- Do this: Starting at the beginning of the records and ending with the line containing "Target: helicopter rotor blade", copy the lines with "single marker" changed to "single point" and all else unchanged.

- Supplied data:
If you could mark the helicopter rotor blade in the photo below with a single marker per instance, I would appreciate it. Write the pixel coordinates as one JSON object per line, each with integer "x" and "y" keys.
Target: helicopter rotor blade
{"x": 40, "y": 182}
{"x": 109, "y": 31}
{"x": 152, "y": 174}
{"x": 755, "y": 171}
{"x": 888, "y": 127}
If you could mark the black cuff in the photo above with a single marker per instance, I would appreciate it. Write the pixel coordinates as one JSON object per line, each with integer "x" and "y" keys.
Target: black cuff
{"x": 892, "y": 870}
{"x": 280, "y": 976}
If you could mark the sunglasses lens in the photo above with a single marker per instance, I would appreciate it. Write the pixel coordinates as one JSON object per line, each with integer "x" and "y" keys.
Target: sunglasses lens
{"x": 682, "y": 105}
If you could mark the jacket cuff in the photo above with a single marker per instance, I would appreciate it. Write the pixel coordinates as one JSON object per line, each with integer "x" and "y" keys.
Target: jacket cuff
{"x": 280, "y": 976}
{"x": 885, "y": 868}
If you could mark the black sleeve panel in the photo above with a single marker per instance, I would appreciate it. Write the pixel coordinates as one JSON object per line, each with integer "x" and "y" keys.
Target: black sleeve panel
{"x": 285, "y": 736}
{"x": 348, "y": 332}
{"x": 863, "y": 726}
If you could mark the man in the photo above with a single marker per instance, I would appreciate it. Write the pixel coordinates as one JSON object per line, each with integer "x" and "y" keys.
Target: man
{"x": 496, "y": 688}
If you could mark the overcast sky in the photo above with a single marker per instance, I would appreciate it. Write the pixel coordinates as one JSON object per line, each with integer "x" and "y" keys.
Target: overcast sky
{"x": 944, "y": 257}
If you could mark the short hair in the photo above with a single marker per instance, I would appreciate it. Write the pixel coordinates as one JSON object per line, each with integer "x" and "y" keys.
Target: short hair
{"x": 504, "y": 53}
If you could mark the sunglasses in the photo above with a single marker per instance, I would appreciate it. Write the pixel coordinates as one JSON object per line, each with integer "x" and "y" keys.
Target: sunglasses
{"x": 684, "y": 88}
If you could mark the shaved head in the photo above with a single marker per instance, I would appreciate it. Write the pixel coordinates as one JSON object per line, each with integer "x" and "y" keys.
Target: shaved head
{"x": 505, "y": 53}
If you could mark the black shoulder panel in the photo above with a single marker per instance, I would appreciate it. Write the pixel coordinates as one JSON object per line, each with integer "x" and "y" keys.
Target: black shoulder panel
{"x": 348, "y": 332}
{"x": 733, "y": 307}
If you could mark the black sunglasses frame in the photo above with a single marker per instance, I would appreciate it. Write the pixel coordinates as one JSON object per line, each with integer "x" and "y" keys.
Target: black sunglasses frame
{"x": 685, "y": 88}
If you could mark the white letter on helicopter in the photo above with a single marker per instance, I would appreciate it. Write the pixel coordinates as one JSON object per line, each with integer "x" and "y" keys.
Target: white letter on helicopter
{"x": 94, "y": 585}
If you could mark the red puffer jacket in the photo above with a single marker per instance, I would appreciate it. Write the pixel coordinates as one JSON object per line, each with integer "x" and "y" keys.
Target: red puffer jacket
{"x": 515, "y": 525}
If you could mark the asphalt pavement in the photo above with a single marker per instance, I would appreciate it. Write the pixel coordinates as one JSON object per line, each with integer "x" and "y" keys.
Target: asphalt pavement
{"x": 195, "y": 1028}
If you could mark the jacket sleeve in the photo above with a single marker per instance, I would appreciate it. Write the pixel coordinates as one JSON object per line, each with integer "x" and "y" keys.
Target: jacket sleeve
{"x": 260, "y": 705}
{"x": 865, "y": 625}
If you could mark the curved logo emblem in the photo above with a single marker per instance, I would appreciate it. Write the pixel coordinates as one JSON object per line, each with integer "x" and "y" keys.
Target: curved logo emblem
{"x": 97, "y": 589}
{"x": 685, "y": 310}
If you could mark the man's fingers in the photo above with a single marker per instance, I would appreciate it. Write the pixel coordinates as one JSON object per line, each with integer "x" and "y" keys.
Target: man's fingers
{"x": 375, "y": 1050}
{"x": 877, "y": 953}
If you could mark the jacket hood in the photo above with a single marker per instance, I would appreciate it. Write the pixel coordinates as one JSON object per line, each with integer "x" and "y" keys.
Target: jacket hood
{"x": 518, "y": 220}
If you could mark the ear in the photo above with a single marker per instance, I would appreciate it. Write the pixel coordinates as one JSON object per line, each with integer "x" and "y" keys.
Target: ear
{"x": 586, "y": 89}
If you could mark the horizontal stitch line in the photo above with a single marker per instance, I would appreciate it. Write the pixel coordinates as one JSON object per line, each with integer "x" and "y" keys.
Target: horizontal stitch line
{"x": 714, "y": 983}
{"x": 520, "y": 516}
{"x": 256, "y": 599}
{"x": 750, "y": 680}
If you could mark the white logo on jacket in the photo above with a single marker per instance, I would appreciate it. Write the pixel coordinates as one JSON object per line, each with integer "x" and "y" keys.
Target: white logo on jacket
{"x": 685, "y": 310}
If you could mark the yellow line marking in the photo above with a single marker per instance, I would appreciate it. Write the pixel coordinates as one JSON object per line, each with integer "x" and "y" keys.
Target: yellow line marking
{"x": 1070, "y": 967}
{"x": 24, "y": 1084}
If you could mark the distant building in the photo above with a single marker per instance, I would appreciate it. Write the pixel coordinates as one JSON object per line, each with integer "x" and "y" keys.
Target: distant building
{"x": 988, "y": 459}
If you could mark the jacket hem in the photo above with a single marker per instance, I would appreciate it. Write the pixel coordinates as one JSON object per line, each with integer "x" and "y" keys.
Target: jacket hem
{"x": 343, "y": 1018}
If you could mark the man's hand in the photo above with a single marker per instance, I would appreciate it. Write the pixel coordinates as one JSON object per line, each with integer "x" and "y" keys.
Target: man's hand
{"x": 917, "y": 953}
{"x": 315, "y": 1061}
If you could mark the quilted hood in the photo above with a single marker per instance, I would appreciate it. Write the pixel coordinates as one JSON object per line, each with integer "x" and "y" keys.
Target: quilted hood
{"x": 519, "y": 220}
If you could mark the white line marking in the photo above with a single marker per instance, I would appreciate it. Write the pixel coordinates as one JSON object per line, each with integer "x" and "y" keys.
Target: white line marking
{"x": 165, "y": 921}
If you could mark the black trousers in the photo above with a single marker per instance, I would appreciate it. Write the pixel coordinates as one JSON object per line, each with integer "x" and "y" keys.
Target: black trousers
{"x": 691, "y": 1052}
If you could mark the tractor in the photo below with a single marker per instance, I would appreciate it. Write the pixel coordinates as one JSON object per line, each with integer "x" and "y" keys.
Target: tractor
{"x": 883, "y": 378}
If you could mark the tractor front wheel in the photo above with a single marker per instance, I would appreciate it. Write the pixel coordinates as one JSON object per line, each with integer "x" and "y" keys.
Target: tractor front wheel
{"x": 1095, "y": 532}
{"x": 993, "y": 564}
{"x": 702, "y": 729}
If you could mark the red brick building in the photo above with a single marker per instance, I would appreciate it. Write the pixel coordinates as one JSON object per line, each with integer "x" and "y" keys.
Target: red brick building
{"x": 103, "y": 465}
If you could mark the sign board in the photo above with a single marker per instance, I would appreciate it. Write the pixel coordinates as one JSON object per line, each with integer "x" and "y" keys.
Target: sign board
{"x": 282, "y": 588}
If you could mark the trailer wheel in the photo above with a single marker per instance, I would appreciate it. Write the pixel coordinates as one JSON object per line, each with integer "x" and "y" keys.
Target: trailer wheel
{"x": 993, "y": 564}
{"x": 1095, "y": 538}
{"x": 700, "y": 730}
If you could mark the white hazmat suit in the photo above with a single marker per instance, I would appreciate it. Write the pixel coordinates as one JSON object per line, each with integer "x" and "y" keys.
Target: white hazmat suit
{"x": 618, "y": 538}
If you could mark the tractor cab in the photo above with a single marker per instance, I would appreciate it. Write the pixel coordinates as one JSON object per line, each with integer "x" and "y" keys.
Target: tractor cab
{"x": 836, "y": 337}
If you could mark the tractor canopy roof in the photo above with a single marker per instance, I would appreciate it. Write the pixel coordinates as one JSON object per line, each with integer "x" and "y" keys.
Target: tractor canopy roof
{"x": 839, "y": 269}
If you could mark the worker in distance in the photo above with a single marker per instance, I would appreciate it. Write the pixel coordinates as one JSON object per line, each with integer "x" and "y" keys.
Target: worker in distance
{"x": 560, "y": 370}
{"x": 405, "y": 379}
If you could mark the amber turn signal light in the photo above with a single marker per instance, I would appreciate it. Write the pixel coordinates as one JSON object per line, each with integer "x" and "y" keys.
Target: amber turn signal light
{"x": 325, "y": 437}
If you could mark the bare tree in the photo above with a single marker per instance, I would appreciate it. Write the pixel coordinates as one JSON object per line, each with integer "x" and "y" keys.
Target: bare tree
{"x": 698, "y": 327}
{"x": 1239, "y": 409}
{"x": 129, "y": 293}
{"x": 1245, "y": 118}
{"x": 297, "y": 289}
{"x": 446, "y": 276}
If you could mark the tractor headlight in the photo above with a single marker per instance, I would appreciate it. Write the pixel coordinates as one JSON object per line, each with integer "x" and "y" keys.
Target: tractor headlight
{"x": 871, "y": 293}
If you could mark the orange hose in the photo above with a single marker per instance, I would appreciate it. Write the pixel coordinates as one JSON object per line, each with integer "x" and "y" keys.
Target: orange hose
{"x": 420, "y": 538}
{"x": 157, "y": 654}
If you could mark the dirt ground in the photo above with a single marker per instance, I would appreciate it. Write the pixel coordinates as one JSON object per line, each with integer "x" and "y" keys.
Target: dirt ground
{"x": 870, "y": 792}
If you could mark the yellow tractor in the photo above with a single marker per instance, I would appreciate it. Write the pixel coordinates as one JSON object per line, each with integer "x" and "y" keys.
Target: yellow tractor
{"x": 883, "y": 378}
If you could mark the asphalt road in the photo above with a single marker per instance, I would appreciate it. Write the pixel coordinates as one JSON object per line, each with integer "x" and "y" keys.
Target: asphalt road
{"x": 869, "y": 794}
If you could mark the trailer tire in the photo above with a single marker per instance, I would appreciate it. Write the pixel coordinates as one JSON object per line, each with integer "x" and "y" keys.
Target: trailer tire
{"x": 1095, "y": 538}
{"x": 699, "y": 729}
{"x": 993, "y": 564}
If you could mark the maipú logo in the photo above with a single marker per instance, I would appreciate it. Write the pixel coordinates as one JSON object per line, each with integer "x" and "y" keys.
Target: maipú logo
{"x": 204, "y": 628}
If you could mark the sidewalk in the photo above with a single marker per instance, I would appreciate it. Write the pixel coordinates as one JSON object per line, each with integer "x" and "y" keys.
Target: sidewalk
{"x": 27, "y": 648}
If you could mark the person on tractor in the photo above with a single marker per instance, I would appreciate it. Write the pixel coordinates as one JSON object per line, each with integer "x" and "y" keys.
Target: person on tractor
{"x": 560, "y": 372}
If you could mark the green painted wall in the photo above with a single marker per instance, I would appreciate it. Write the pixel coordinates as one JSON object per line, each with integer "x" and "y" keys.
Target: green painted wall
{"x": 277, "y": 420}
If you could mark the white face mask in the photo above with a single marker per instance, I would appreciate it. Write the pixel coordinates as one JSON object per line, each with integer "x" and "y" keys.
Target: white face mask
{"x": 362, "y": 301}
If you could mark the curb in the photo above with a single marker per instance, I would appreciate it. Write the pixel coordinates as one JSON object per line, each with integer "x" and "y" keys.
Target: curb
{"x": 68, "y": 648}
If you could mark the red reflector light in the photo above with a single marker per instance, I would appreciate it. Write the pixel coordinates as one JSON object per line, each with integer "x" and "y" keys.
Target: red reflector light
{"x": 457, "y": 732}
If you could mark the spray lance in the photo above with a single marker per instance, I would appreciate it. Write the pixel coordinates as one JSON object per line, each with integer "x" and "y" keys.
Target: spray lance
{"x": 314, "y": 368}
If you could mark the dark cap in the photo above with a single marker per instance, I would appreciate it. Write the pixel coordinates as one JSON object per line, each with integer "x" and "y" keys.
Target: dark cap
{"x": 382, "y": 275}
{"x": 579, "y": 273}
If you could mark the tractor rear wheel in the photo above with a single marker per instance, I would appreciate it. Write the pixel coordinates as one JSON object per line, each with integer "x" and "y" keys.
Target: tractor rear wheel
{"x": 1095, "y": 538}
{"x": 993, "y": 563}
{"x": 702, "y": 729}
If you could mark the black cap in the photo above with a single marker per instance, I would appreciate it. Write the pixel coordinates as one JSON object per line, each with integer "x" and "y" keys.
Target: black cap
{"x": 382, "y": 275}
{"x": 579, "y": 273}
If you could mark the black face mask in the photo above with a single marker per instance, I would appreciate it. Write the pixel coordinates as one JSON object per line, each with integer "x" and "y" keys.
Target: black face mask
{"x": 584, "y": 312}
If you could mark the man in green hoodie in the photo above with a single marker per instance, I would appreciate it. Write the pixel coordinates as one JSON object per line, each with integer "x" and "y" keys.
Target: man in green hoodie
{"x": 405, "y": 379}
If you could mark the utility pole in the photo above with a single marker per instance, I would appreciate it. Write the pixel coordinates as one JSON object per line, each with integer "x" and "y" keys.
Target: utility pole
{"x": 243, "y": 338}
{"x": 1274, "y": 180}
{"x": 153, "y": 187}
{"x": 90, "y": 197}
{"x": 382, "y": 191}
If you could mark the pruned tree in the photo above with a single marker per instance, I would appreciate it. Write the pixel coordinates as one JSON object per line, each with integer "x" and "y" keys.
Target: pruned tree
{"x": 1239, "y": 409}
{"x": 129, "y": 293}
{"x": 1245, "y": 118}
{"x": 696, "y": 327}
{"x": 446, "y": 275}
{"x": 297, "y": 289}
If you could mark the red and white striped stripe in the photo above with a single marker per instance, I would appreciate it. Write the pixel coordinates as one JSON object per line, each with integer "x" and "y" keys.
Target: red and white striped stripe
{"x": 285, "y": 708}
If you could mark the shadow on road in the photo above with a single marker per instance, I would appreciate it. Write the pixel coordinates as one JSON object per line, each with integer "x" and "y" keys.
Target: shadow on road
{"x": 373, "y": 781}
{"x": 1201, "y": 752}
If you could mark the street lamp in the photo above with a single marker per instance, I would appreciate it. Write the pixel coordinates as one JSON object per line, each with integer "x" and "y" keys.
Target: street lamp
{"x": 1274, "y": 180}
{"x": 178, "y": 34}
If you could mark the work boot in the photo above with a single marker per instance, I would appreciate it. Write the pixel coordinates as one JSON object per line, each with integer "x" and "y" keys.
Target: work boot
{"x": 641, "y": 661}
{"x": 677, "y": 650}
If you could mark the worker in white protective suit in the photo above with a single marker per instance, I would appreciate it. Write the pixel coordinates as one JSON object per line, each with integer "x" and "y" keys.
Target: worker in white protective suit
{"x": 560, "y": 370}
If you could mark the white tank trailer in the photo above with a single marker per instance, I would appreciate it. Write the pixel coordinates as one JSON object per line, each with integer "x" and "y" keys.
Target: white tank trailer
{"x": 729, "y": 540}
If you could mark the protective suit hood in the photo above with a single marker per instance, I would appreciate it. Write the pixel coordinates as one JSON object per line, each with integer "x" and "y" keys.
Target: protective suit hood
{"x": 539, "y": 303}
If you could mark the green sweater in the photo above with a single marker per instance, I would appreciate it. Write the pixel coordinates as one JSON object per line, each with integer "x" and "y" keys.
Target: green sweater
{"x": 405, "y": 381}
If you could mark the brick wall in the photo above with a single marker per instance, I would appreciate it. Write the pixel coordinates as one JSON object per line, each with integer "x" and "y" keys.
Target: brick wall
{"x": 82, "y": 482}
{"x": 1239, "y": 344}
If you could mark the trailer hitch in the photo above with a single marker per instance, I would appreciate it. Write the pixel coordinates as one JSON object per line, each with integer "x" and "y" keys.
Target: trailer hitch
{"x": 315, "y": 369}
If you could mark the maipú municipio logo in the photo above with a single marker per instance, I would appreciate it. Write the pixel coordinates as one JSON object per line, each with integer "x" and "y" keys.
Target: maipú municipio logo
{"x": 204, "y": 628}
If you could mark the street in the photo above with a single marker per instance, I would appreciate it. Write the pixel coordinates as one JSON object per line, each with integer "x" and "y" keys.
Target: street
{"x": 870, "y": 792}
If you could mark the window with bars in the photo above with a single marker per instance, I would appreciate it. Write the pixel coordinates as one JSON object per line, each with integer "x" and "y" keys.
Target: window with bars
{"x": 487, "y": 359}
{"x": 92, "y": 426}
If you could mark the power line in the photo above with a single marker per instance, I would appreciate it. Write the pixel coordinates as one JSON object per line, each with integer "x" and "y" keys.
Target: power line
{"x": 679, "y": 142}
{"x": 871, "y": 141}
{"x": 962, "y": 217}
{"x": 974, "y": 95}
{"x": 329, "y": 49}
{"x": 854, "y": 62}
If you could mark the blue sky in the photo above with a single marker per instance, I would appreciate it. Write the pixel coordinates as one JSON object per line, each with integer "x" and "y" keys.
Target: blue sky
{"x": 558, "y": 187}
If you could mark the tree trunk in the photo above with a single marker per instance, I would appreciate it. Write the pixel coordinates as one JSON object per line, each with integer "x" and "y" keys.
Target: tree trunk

- Response to the exercise:
If you could mark the helicopter rotor blade in the photo below with a single point per instance, I would appreciate it. Write the pixel coordinates as one JSON object per line, each with integer "x" and "y" keys.
Target: helicopter rotor blade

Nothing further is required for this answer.